* Directions *
All entries below must be given again exactly as they stand.

BEGIN

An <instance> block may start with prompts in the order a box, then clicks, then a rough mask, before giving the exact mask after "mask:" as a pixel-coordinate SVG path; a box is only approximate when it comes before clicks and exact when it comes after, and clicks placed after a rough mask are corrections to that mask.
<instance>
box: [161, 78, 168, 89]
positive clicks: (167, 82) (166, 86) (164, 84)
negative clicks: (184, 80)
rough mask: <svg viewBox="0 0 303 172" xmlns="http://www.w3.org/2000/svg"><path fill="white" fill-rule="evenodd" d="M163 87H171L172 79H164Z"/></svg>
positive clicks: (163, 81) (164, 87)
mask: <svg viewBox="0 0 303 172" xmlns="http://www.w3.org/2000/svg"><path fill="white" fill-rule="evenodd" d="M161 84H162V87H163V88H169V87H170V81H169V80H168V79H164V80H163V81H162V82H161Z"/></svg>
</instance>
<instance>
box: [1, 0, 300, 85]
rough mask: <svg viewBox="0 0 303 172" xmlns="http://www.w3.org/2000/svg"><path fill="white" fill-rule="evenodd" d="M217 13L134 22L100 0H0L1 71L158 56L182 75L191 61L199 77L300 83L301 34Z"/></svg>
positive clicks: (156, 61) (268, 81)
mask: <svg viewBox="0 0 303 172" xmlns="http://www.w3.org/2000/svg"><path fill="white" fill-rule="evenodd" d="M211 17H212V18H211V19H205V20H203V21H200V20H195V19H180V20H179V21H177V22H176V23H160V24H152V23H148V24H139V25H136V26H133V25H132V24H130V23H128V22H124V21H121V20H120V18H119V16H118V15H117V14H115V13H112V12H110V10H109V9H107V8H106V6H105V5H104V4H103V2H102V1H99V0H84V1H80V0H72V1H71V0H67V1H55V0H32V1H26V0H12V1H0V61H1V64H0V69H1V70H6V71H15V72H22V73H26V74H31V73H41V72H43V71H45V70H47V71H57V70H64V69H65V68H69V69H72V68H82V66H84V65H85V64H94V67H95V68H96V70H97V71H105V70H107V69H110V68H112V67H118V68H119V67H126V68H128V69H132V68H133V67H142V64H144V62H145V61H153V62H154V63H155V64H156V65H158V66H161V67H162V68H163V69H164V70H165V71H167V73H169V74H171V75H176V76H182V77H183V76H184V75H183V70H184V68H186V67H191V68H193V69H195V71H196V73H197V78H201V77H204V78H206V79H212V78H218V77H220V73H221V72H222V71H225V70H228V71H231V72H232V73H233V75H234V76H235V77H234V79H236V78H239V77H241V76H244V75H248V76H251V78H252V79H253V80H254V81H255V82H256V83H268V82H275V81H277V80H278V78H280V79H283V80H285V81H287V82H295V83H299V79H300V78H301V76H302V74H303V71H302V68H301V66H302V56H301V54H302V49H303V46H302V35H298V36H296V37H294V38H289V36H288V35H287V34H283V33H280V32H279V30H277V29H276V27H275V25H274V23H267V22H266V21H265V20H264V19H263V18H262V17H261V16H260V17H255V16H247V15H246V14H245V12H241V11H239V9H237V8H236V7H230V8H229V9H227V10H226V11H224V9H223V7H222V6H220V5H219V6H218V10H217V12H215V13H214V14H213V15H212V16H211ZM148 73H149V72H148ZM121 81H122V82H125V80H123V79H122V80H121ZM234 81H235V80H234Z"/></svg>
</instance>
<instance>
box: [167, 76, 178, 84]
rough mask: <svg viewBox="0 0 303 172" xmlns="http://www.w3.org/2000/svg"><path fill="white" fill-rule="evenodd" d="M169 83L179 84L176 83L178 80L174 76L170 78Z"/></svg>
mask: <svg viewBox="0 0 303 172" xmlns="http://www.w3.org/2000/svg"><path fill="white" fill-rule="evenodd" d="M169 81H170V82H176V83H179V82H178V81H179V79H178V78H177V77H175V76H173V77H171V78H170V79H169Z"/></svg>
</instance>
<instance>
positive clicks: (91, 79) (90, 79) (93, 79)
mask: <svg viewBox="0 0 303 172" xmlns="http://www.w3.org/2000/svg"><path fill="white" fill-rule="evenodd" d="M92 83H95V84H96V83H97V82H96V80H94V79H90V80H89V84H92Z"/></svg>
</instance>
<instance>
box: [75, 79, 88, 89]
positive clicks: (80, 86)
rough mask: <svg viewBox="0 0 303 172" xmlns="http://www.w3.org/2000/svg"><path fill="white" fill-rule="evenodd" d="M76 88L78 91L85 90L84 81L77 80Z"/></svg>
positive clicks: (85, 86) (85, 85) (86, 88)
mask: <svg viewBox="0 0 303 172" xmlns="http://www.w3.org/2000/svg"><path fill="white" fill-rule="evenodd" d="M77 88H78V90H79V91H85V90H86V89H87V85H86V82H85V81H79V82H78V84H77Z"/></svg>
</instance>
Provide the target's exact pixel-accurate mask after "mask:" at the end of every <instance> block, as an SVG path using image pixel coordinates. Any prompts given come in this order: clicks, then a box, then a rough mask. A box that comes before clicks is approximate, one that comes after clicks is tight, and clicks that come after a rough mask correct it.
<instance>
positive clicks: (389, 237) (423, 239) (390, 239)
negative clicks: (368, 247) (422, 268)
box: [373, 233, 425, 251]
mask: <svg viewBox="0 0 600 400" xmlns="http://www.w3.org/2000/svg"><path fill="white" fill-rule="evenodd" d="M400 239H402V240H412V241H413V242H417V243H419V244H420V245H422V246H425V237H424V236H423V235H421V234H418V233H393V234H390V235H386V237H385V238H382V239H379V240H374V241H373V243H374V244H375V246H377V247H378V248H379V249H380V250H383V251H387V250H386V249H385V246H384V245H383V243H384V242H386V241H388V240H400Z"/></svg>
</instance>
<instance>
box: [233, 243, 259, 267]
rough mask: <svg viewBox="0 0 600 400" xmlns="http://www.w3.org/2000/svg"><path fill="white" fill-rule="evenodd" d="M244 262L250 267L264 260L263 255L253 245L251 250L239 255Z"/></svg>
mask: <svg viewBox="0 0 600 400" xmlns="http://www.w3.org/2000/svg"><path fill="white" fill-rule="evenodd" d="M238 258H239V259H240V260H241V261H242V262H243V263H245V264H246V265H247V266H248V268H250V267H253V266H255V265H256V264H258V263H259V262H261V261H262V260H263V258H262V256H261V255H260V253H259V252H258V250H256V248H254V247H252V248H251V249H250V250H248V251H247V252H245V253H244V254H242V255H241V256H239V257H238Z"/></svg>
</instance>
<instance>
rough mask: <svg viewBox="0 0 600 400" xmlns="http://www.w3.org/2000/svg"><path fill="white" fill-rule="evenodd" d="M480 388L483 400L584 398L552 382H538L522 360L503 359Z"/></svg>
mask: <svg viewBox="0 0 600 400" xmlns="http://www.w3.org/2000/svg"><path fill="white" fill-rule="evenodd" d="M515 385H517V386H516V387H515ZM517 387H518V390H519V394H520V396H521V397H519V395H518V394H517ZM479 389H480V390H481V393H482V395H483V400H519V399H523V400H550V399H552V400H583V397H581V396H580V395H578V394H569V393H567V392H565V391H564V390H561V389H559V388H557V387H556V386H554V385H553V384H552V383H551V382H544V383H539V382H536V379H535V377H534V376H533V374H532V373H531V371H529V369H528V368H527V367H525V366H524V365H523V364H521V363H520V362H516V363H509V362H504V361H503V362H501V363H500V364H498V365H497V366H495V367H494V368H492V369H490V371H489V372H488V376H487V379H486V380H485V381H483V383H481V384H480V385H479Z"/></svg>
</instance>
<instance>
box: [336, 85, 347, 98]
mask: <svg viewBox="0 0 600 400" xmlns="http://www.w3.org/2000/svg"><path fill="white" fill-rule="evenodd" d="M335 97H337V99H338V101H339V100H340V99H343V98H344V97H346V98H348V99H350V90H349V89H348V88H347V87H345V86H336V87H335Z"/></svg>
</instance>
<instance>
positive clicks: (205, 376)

END

* Reply *
An <instance> block may start with prompts in the order a box, then clicks, then a rough mask, before giving the exact mask after "mask:" as a pixel-coordinate SVG path; a box is only approximate when it comes before clicks and exact when it comes after, and clicks placed after a rough mask are corrections to that mask.
<instance>
box: [161, 78, 168, 89]
positive clicks: (167, 82) (166, 86) (164, 84)
negative clicks: (184, 80)
rough mask: <svg viewBox="0 0 303 172" xmlns="http://www.w3.org/2000/svg"><path fill="white" fill-rule="evenodd" d="M163 87H171L172 79H164Z"/></svg>
positive clicks: (163, 81) (164, 87)
mask: <svg viewBox="0 0 303 172" xmlns="http://www.w3.org/2000/svg"><path fill="white" fill-rule="evenodd" d="M161 84H162V87H163V88H169V87H170V81H169V80H168V79H164V80H163V81H162V82H161Z"/></svg>
</instance>
<instance>
box: [1, 0, 300, 85]
rough mask: <svg viewBox="0 0 303 172" xmlns="http://www.w3.org/2000/svg"><path fill="white" fill-rule="evenodd" d="M217 13L134 22L100 0H0L1 71L158 56L182 75L191 61L199 77L300 83L301 34Z"/></svg>
positive clicks: (156, 61) (268, 81)
mask: <svg viewBox="0 0 303 172" xmlns="http://www.w3.org/2000/svg"><path fill="white" fill-rule="evenodd" d="M211 17H212V18H211V19H205V20H203V21H200V20H195V19H180V20H179V21H177V22H176V23H160V24H152V23H148V24H139V25H136V26H133V25H132V24H130V23H128V22H124V21H121V20H120V18H119V16H118V15H117V14H115V13H112V12H110V10H109V9H107V8H106V6H105V5H104V4H103V2H102V1H99V0H84V1H80V0H72V1H71V0H67V1H55V0H32V1H26V0H12V1H0V61H1V64H0V69H1V70H6V71H15V72H22V73H26V74H31V73H41V72H43V71H45V70H47V71H57V70H64V69H65V68H69V69H72V68H82V66H84V65H85V64H94V67H95V68H96V70H97V71H105V70H107V69H110V68H112V67H118V68H119V67H126V68H128V69H132V68H133V67H142V64H144V62H145V61H153V62H154V63H155V64H156V65H158V66H161V67H162V68H163V69H164V70H165V71H167V73H169V74H171V75H176V76H182V77H183V76H184V75H183V70H184V68H186V67H191V68H193V69H195V71H196V73H197V78H201V77H204V78H206V79H212V78H218V77H220V73H221V72H222V71H225V70H228V71H231V72H232V73H233V75H234V76H235V77H234V79H236V78H239V77H241V76H244V75H248V76H251V78H252V79H253V80H254V81H255V82H256V83H268V82H275V81H277V80H278V78H280V79H283V80H285V81H287V82H295V83H299V79H300V78H301V76H302V74H303V71H302V68H301V66H302V56H301V54H302V49H303V46H302V35H298V36H296V37H294V38H289V36H288V35H287V34H283V33H280V32H279V30H277V29H276V27H275V25H274V23H267V22H266V21H265V20H264V19H263V18H262V17H261V16H260V17H255V16H247V15H246V14H245V12H241V11H239V9H237V8H236V7H230V8H229V9H227V10H226V11H224V9H223V7H222V6H220V5H219V6H218V10H217V12H215V13H214V14H213V15H212V16H211ZM148 73H149V72H148ZM121 81H122V82H125V80H123V79H122V80H121ZM234 81H235V80H234Z"/></svg>
</instance>
<instance>
box: [167, 76, 178, 84]
rough mask: <svg viewBox="0 0 303 172" xmlns="http://www.w3.org/2000/svg"><path fill="white" fill-rule="evenodd" d="M169 83L179 84L176 83L178 80L174 76L170 78Z"/></svg>
mask: <svg viewBox="0 0 303 172" xmlns="http://www.w3.org/2000/svg"><path fill="white" fill-rule="evenodd" d="M169 81H170V82H176V83H179V82H178V81H179V79H178V78H177V77H175V76H173V77H171V78H170V79H169Z"/></svg>
</instance>
<instance>
positive clicks: (91, 79) (90, 79) (93, 79)
mask: <svg viewBox="0 0 303 172" xmlns="http://www.w3.org/2000/svg"><path fill="white" fill-rule="evenodd" d="M92 83H95V84H96V83H97V82H96V80H94V79H90V80H89V84H92Z"/></svg>
</instance>
<instance>
box: [75, 79, 88, 89]
positive clicks: (80, 86)
rough mask: <svg viewBox="0 0 303 172" xmlns="http://www.w3.org/2000/svg"><path fill="white" fill-rule="evenodd" d="M76 88L78 91L85 90L84 81L77 80Z"/></svg>
positive clicks: (85, 86) (85, 85) (86, 88)
mask: <svg viewBox="0 0 303 172" xmlns="http://www.w3.org/2000/svg"><path fill="white" fill-rule="evenodd" d="M77 88H78V90H79V91H85V90H86V89H87V85H86V82H85V81H79V82H78V84H77Z"/></svg>
</instance>
Provide the target's exact pixel-accurate mask after "mask:" at the end of every <instance> block, as an SVG path using image pixel coordinates. Any prompts given come in this order: clicks, then a box, then a rough mask. A box that comes before clicks is approximate, one that comes after clicks is tight, and clicks that come after a rough mask correct it.
<instance>
positive clicks: (389, 237) (423, 239) (390, 239)
negative clicks: (368, 247) (422, 268)
box: [373, 233, 425, 251]
mask: <svg viewBox="0 0 600 400" xmlns="http://www.w3.org/2000/svg"><path fill="white" fill-rule="evenodd" d="M400 239H402V240H412V241H413V242H417V243H419V244H420V245H422V246H425V237H424V236H423V235H421V234H418V233H393V234H390V235H386V237H385V238H382V239H379V240H374V241H373V243H374V244H375V246H377V247H378V248H379V249H380V250H383V251H387V250H386V249H385V246H384V245H383V243H384V242H386V241H388V240H400Z"/></svg>
</instance>
<instance>
box: [233, 243, 259, 267]
rough mask: <svg viewBox="0 0 600 400" xmlns="http://www.w3.org/2000/svg"><path fill="white" fill-rule="evenodd" d="M244 262L250 267L264 260L263 255L253 245L251 250L239 255Z"/></svg>
mask: <svg viewBox="0 0 600 400" xmlns="http://www.w3.org/2000/svg"><path fill="white" fill-rule="evenodd" d="M238 258H239V259H240V260H241V261H242V262H243V263H245V264H246V265H247V266H248V268H250V267H253V266H255V265H256V264H258V263H259V262H261V261H262V260H263V258H262V256H261V255H260V253H259V252H258V250H256V248H254V247H252V248H251V249H250V250H248V251H247V252H245V253H244V254H242V255H241V256H239V257H238Z"/></svg>
</instance>
<instance>
rough mask: <svg viewBox="0 0 600 400" xmlns="http://www.w3.org/2000/svg"><path fill="white" fill-rule="evenodd" d="M480 388L483 400L584 398L552 382H538L522 360L503 359Z"/></svg>
mask: <svg viewBox="0 0 600 400" xmlns="http://www.w3.org/2000/svg"><path fill="white" fill-rule="evenodd" d="M515 385H517V386H516V387H515ZM517 387H518V390H519V394H520V396H521V397H519V395H518V394H517ZM479 389H480V390H481V393H482V395H483V400H519V399H523V400H550V399H552V400H583V397H581V396H580V395H578V394H569V393H567V392H565V391H564V390H561V389H559V388H557V387H556V386H554V385H553V384H552V383H551V382H544V383H539V382H536V379H535V377H534V376H533V374H532V373H531V371H529V369H528V368H527V367H525V366H524V365H523V364H521V363H520V362H516V363H509V362H504V361H503V362H501V363H500V364H498V365H497V366H495V367H494V368H492V369H490V371H489V372H488V376H487V379H486V380H485V381H483V383H481V384H480V385H479Z"/></svg>
</instance>
<instance>
box: [336, 85, 347, 98]
mask: <svg viewBox="0 0 600 400" xmlns="http://www.w3.org/2000/svg"><path fill="white" fill-rule="evenodd" d="M335 97H337V99H338V101H339V100H340V99H343V98H344V97H346V98H348V99H350V90H349V89H348V88H347V87H345V86H336V87H335Z"/></svg>
</instance>
<instance>
positive clicks: (205, 376)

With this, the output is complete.